> **Given text**:
Alternatively, you can call the `Tokenizer` instance directly, just like you would with a `spaCy` `Language` object.  
This automatically routes input to either `make_doc()` or `make_docs()` depending on whether a single string or a list of strings is passed:


In [None]:
#Alernatively call Tokenizer object directly:
doc = tokenizer_def(text)

After tokenization, you can access the tokens in the returned `Doc` object.  
Here's an example that prints the first 50 tokens:

In [None]:
print("\nTokens:")
for token in doc[0:50]:
    print(f"<{token.text}>")


You can access the original text by referencing `doc.text`, and by using the bracket operators, you can access a substring of the original text.

In [None]:
org_text = doc.text[0:100]

## Tokenizing Multiple Texts

The `Tokenizer` class provides the `make_docs()` method to convert a list of raw strings into a list of `spaCy.Doc` objects.  
Each string is tokenized using the language model and returned with full annotations.

> **Note**  
> This method is ideal for batch processing documents.  
> It is functionally similar to calling the `Tokenizer` object directly.


In [None]:
text_sub1 = text[0:100]
text_sub2 = text[100:200]
text_list = [text_sub1, text_sub2]
docs = list(tokenizer_def.make_docs(text_list))

# Alternatively, call Tokenizer object directly:
docs = list(tokenizer_def(text_list))

> **Note**  
> Some tokens may include punctuation or newline characters. To avoid this, you can either:  
> - Scrub the text using `Scrubber` before tokenization  
> - Filter out unwanted tokens after tokenization using token attributes (e.g., `is_punct`, `is_space`)


## Scrub the text before tokenization
Use the `Scrubber` module to clean the text by removing unwanted characters like extra spaces, line breaks, and punctuation.

In [None]:
from lexos.scrubber.scrubber import Scrubber
scrubber = Scrubber()
scrubber.remove_whitespace = True
scrubber.remove_punctuation = True

cleaned_text = scrubber.scrub(text)
doc = tokenizer.make_doc(cleaned_text)
[token.text for token in doc]

### Filter tokens after tokenization
You can also leave the text as-is and filter the tokens using spaCy's built-in attributes.

In [None]:
doc = tokenizer.make_doc(text)

#remove punctuation and whitespace tokens
filtered_tokens = [token.text for token in doc if not token.is_punct and not token.is_space]
filtered_tokens

## Adding or Removing Stop Words
Stop words are words that are to be excluded from the list of tokens. These are generally words like "the" and "and", but can be anything that serves the purpose of the desired analysis. <br> <br>
To add stopwords to a `tokenizer` instance, use the `add_stopwords()` function to pass a list of words that will act as stopwords before tokenizing. <br><br>
> **Note:** <br>
> Some models, such as `"en_web_core_sm"`, have built-in stopwords. To remove these, or any other stop words, use the `remove_stopwords()` function before tokenizing.

> **What to work on**:
1. Reproduce the part of the tokenizer tutorial that opens with the words containing "### Filter tokens" and closes with "doc = tokenizer.make_doc(text)", replacing "built-in attributes" with "native attributes".
2. Answer these questions using the tokenizer tutorial.
(a) Which method of the `Tokenizer` class converts a list of raw strings into a list of `spaCy.Doc` objects?
(b) Which two token attributes are given as examples for filtering out unwanted tokens after tokenization?
(c) Which function should be used before tokenizing to remove built-in stop words?
Answer from the tokenizer tutorial alone, using nothing from outside it.

> **Given material**:
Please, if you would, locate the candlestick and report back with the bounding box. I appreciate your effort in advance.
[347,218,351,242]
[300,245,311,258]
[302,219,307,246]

> **Outputs in order**:
1.
### Filter tokens after tokenization
You can also leave the text as-is and filter the tokens using spaCy's native attributes.

In [None]:
doc = tokenizer.make_doc(text)

2.
(a) `make_docs()`
(b) `is_punct` and `is_space`
(c) `remove_stopwords()`